===== Data supplied

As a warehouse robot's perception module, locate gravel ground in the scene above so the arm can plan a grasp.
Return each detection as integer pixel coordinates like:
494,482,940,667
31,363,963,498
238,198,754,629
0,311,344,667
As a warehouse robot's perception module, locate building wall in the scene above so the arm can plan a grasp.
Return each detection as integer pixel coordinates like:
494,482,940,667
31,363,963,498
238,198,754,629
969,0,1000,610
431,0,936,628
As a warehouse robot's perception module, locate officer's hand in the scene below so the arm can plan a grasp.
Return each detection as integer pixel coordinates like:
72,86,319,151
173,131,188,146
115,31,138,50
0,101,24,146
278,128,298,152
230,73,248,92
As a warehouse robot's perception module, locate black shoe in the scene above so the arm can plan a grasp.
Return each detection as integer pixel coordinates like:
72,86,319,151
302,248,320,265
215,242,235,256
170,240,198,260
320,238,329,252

==========

▶ _Exercise aim_:
Rewrite all of the data above, changing "perception module" to "vision system" and keeping everything else the same.

▶ _Answer for this exercise_:
As a warehouse robot's vision system, locate gravel ground in the scene above so the arm can plan a grasp.
Return each detection as integer pixel coordinates like:
494,482,940,667
31,363,963,498
238,198,754,629
0,311,344,667
As a warehouse robot's vision system, locate building wall in the scene above so the arm can plan a grasp.
Return each detection as integer pixel coordinates like:
494,482,940,667
31,363,963,498
238,198,754,629
969,0,1000,610
431,0,936,628
As a warehouse robot's vision system, locate officer's hand in the scene below so the arm can plan a grasp.
Return each detection as integer pixel coordinates like:
72,86,319,151
173,131,188,146
115,31,138,50
0,101,24,146
278,128,298,152
230,73,248,92
As a warehouse robot's vision system, locate black shoe in the scene above so the arm can plan a grasp.
Return each detection as integer pixel coordinates like:
72,86,319,151
302,248,320,265
215,242,235,256
170,240,198,260
320,238,329,252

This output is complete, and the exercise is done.